#### Consigna 1:
Según el texto proporcionado, ¿por qué se quitó la vida Supervielle?
#### Consigna 2:
Por favor, reproduce del texto proporcionado todo lo que va desde "Esos son los" hasta "de su hijo.".

Resultaba curiosa la alusión al matrimonio fallido en el que el chiquillo no había pensado. Los abusadores hablaban sin dudas del eclipse que dedicaron al artículo 68 de la nueva constitución, ese que dejó en vilo a la comunidad homosexual en Cuba, y que el poder puso bajo custodia del “pueblo”, un pueblo que jamás decidió nada, que solo recibió dictámenes, un pueblo que estuvo bombardeado, desde 1959, por los comentarios homofóbicos y despectivos de Fidel Castro y sus subordinados.
Los compañeros del abusado hablaban como sus mayores, repetían sus desprecios, y lo peor es que estaban amparados por el discurso oficial, ese que por primera vez “dejaba opinar”. Ese pueblo acostumbrado a enterarse de lo nuevo cuando ya estaba decretado, podía ahora decidir, vetar; al menos así lo creyó, y creció la segregación, el desprecio, el odio, y el jovencito lánguido no quiso vivir más en medio del acoso de una sociedad machista.
Otra vez se impuso el discurso discriminatorio. Y Fidel reapareció vestido de verde, con gorra y charreteras con estrellas, con altas botas militares, y armas largas que apuntan siempre a un “enemigo”. Castro volvía a descender “virilmente” de un “tanque de guerra”, fue una vez más el “macho a seguir”, el mujeriego. Eso vio el homofóbico, y reprendió por su cuenta sin ser castigado. Esa “revolución” volvió a ser, al menos en la escuela del lánguido, para “machos”.
Este joven pudo ser un número más en esa lista de suicidas, que no es nada corta en Cuba, esa lista qué, según algunos estudios, es superada únicamente por gigantes como Estados Unidos y Brasil, aunque no conozcamos nada de esas cifras en un país de larga tradición en esos ahogos. El suicidio no es novedoso en un país donde ya conocimos muchos hasta hoy, incluso en personajes muy públicos que sí consiguieron la muerte.
Este país ya sufrió algunas conmociones tras la “inmolación” de cubanos muy visibles, como Supervielle, aquel alcalde habanero que se quitó la vida cuando no consiguió dar a los habaneros el agua que les había prometido, y a quien sus votantes, “irónicamente”, levantaron un busto muy cerquita del monumento a Albear, el del acueducto. Los suicidios no son novedades en el país de Chibás y Dorticós.
Son muchas las desesperaciones en Cuba que llevan a la muerte, esas que ya salpicaron, hace poco, a la familia Castro y, hace un tiempo, a la familia Espín, tan cercana una de la otra. Aquí no son increíbles las muertes voluntarias porque ya supimos que Haydée Santamaría se pegó un tiro y que el gobierno castigó su atrevimiento, que solo muchos años después de aquel pistoletazo la llevaron a Santa Ifigenia junto a su hermano Abel, para castigarla por su atrevimiento. Yo conocí mucho a la hija de Haydée Santamaría; se llamaba Celia y murió, junto a su hermano Abel, después de que el auto que ella manejaba se estrellara contra un árbol.
Esos son los visibles, los que no se pueden esconder, los que descubre la prensa porque no le queda otro remedio, pero este muchacho es solo un número de una larga lista que propicia con mucha frecuencia un gobierno que negó esos “deseos”, que estimuló esos comportamientos discriminatorios. El suicidio llega siempre acompañado de amarguras, pero no siempre son Hamlet o Romeo y Julieta los suicidas. Muchas veces el protagonista fue un joven recluido en las UMAP, un abusado en el Servicio Militar Obligatorio o un adolescente lánguido, y desconocido, como este. ¿Y quiénes son los culpables? Esos que ridiculizan, ilegalizan, los deseos que legitiman la existencia, quizá por eso, cuando me despedí de la madre del joven lánguido y suicida, ella me aseguró que diría No a la constitución, porque ya no tiene que preguntarse por dónde andan los pesares de su hijo.

#### Datos proporcionados:

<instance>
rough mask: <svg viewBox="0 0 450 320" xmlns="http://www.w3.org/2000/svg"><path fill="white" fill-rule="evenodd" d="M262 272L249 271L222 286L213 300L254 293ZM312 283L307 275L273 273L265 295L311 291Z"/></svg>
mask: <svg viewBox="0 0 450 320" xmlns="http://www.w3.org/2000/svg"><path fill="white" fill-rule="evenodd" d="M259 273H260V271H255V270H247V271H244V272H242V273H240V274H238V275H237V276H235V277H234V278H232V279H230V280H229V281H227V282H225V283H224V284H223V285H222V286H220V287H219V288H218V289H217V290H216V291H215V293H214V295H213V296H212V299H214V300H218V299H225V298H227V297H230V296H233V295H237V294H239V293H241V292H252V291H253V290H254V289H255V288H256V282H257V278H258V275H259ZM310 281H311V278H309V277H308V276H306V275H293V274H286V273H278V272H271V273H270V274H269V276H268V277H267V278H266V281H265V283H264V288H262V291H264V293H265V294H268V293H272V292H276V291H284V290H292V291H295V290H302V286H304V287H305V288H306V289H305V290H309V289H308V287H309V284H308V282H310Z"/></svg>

#### Espacio de respuesta 1:
Porque no consiguió dar a los habaneros el agua que les había prometido.

#### Espacio de respuesta 2:
Esos son los visibles, los que no se pueden esconder, los que descubre la prensa porque no le queda otro remedio, pero este muchacho es solo un número de una larga lista que propicia con mucha frecuencia un gobierno que negó esos “deseos”, que estimuló esos comportamientos discriminatorios. El suicidio llega siempre acompañado de amarguras, pero no siempre son Hamlet o Romeo y Julieta los suicidas. Muchas veces el protagonista fue un joven recluido en las UMAP, un abusado en el Servicio Militar Obligatorio o un adolescente lánguido, y desconocido, como este. ¿Y quiénes son los culpables? Esos que ridiculizan, ilegalizan, los deseos que legitiman la existencia, quizá por eso, cuando me despedí de la madre del joven lánguido y suicida, ella me aseguró que diría No a la constitución, porque ya no tiene que preguntarse por dónde andan los pesares de su hijo.